• _Task directions_
Output the entries exactly.

##### Dataset entries #####

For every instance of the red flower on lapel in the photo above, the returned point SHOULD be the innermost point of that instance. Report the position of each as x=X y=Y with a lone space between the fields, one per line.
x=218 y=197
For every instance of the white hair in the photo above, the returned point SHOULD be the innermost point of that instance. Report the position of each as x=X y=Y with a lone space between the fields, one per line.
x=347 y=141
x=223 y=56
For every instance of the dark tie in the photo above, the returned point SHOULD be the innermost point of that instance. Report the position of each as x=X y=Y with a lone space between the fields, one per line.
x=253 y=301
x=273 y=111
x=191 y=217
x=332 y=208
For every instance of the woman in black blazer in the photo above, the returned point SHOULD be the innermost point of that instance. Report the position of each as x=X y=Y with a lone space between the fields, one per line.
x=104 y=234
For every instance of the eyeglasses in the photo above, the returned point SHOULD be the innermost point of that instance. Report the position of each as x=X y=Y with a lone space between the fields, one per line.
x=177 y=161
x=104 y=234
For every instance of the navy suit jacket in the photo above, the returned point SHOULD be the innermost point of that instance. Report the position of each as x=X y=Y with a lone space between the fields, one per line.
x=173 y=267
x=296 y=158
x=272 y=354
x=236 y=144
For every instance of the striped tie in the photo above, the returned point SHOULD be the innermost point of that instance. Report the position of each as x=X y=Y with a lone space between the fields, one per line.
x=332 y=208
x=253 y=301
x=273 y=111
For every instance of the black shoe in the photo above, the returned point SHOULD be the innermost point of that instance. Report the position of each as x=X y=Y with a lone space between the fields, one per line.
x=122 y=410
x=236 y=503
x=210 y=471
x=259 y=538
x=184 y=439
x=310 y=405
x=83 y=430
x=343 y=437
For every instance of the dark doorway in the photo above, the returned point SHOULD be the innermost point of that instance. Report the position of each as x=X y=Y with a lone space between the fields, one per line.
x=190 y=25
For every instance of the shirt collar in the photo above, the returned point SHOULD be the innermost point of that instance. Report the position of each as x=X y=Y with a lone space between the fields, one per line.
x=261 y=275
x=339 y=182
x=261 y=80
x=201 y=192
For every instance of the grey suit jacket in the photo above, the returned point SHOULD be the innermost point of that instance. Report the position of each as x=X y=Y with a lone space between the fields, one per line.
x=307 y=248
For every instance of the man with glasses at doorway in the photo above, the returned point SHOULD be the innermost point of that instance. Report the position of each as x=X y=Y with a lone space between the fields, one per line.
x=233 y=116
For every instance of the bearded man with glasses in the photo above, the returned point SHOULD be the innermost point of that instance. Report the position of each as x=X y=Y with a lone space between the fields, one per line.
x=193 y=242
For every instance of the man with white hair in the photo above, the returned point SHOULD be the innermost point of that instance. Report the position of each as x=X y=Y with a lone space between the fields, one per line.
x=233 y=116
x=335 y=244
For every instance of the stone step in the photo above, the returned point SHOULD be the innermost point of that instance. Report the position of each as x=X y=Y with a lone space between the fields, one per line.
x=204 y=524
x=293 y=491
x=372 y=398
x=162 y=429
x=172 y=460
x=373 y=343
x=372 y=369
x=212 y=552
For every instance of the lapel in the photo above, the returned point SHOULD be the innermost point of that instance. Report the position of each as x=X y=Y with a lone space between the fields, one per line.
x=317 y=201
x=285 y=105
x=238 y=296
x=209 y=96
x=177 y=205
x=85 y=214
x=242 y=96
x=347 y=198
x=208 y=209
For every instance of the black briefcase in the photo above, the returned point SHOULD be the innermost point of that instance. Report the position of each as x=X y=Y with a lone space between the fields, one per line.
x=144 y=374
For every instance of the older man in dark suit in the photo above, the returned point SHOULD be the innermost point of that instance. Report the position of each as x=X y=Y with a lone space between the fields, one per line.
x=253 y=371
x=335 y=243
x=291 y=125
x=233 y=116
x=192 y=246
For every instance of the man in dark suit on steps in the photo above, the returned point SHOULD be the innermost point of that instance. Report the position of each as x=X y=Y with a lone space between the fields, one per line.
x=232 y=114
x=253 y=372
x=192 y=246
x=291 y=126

#####

• _Answer to this task_
For every instance of the red flower on lapel in the photo above, the returned point SHOULD be the innermost point of that instance. Report the position of each as x=X y=Y with a lone space between the fields, one per line.
x=218 y=197
For every instance of the white hair in the photo above, the returned point SHOULD be the innermost point of that instance. Report the position of each as x=X y=Y with a lone space between the fields, one per line.
x=347 y=141
x=223 y=56
For every instance of the dark tie in the photo above, the returned point SHOULD be the innermost point of that instance. Report the position of each as x=X y=Y with a lone space between the fields, one per line.
x=253 y=301
x=273 y=111
x=191 y=217
x=332 y=208
For every instance of the woman in black blazer in the photo above, the returned point SHOULD be the innermost point of that instance. Report the position of each as x=X y=Y with a lone space between the fields, one per line.
x=104 y=234
For every instance of the eyeglasses in the photo above, the returned point SHOULD be the innermost point of that instance. Report the position of each as x=X y=Y with a lone space between the fields, one per line.
x=177 y=161
x=104 y=234
For every instance of the navy suit jacket in the photo above, the returned point SHOULD be the innermost point of that instance. Report the position of each as x=X y=Y with a lone space between the fields, one per line.
x=173 y=267
x=296 y=158
x=272 y=354
x=236 y=144
For every instance of the striped tie in the photo above, the returned point SHOULD be the innermost point of that instance. Report the position of each as x=X y=Y with a lone space between the fields, one per line.
x=332 y=208
x=253 y=301
x=273 y=111
For every instance of the black shoe in the photo above, the returned point SHOULD be the innermost point of that instance. Report the position of each as x=X y=Y with a lone space between the fields, one per line.
x=122 y=410
x=236 y=503
x=210 y=471
x=259 y=538
x=184 y=439
x=310 y=405
x=83 y=430
x=343 y=437
For every instance of the dark doorway in the photo above, the returned point SHOULD be the innermost point of that instance. Report the position of each as x=X y=Y with a lone space between the fields, one per line.
x=190 y=25
For every instance of the shirt collar in the photo above, the returned point SHOULD be the innermost point of that instance. Report the position of each as x=X y=Y with a lone space between the fields, one per line.
x=261 y=275
x=339 y=182
x=261 y=80
x=201 y=192
For every instance of the grey suit jacket in the photo above, the returned point SHOULD be the innermost point of that instance. Report the position of each as x=X y=Y with a lone space between the fields, one per line.
x=307 y=248
For every instance of the man with glasses at doorway in the photo above, the returned point SHOULD be the innermost point of that instance. Report the position of each as x=X y=Y with a lone space between the fields, one per line.
x=233 y=116
For every instance of the bearded man with glasses in the photo above, the returned point SHOULD be the innermost point of that instance. Report the position of each as x=X y=Y with a lone space between the fields, one per line.
x=193 y=242
For every instance of the man with white hair in the photo above, the returned point SHOULD be the innermost point of that instance. Report the position of each as x=X y=Y with a lone space between the fields, one per line.
x=233 y=116
x=335 y=244
For every instance of the stone step in the photo above, the returned point SHOULD be the innermost point of that instance. Report the position of each as x=X y=Y with a lone space between the fields, one per line.
x=204 y=524
x=293 y=491
x=372 y=398
x=162 y=429
x=172 y=460
x=373 y=343
x=372 y=369
x=212 y=552
For every instance of the lapel in the photo above, the returned point SHOULD be the innermost point of that instance. Report the position of each as x=X y=Y with a lone space between the fields, one per line.
x=317 y=201
x=285 y=105
x=238 y=296
x=209 y=96
x=177 y=205
x=85 y=214
x=242 y=96
x=347 y=198
x=208 y=209
For every instance of the black briefcase in the photo above, the returned point SHOULD be the innermost point of that instance. Report the position of each as x=X y=Y with a lone space between the fields, one per line.
x=144 y=374
For every instance of the older man in dark suit in the photo above, the returned point SHOULD be the innermost point of that instance. Report the position of each as x=X y=Y with a lone space between the fields, one per line.
x=253 y=371
x=335 y=243
x=291 y=125
x=233 y=116
x=192 y=246
For every instance of the man in dark suit on steps in the photo above, the returned point SHOULD be the innermost point of that instance. Report the position of each as x=X y=Y with a lone space between the fields, one per line.
x=232 y=114
x=253 y=372
x=192 y=246
x=291 y=126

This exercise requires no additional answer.